Photo-based referring expression data

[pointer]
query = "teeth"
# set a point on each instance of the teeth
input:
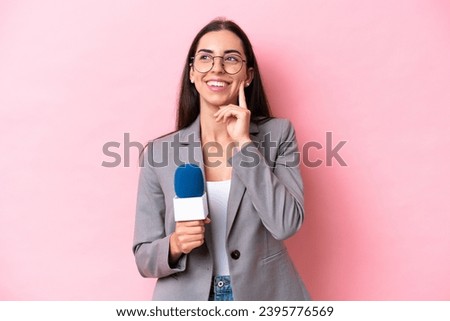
(216, 83)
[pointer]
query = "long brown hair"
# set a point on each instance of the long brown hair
(189, 102)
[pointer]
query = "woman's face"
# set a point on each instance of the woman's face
(216, 87)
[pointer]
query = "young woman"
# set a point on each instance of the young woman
(250, 163)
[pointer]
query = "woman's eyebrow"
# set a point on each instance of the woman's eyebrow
(225, 52)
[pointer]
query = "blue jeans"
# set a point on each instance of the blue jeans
(221, 289)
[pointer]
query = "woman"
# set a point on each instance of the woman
(251, 166)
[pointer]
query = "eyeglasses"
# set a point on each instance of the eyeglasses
(204, 62)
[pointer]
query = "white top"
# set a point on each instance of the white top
(218, 193)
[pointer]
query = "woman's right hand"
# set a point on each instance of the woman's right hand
(188, 235)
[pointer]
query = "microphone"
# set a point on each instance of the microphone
(190, 202)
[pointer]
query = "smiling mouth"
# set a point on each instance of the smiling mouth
(214, 83)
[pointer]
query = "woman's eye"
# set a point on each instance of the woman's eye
(204, 57)
(231, 59)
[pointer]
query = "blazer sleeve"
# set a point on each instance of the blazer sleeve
(275, 189)
(151, 242)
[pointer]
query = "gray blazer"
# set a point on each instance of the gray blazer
(265, 207)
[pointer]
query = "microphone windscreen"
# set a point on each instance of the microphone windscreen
(188, 181)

§ AIM OF THE TASK: Please restate each entry exactly, but drop any picture it holds.

§ RESPONSE TO THIS TASK:
[pointer]
query = "teeth"
# set a point on each instance of the teeth
input:
(216, 83)
[pointer]
query = "long brown hair"
# set a point on each instance of the long brown hair
(189, 102)
[pointer]
query = "woman's face"
# set a point on each instance of the woman's face
(216, 87)
[pointer]
query = "young woman"
# set a point on each instance of the young woman
(250, 163)
[pointer]
query = "woman's eyebrow"
# set a point on each instance of the woman's eyebrow
(225, 52)
[pointer]
query = "blue jeans"
# set a point on each instance of the blue jeans
(221, 289)
[pointer]
query = "woman"
# set a point on each instance of the woman
(251, 166)
[pointer]
query = "eyeglasses"
# set a point on each instance of the eyeglasses
(204, 62)
[pointer]
query = "white top"
# set a point on each instance of the white top
(218, 193)
[pointer]
query = "woman's right hand"
# set a point on each instance of the woman's right hand
(188, 235)
[pointer]
query = "microphone"
# set a point on each instance of the microphone
(190, 202)
[pointer]
query = "smiling mouth"
# set a point on each instance of the smiling mouth
(214, 83)
[pointer]
query = "woman's eye"
# set a point on each instance of the woman's eye
(204, 57)
(231, 59)
[pointer]
query = "blazer sleeve"
# set a point on each instance of the blazer sleeve
(275, 189)
(151, 242)
[pointer]
query = "gray blazer"
# set a point on each instance of the gray blazer
(265, 207)
[pointer]
query = "microphone windscreen"
# set a point on each instance of the microphone windscreen
(188, 181)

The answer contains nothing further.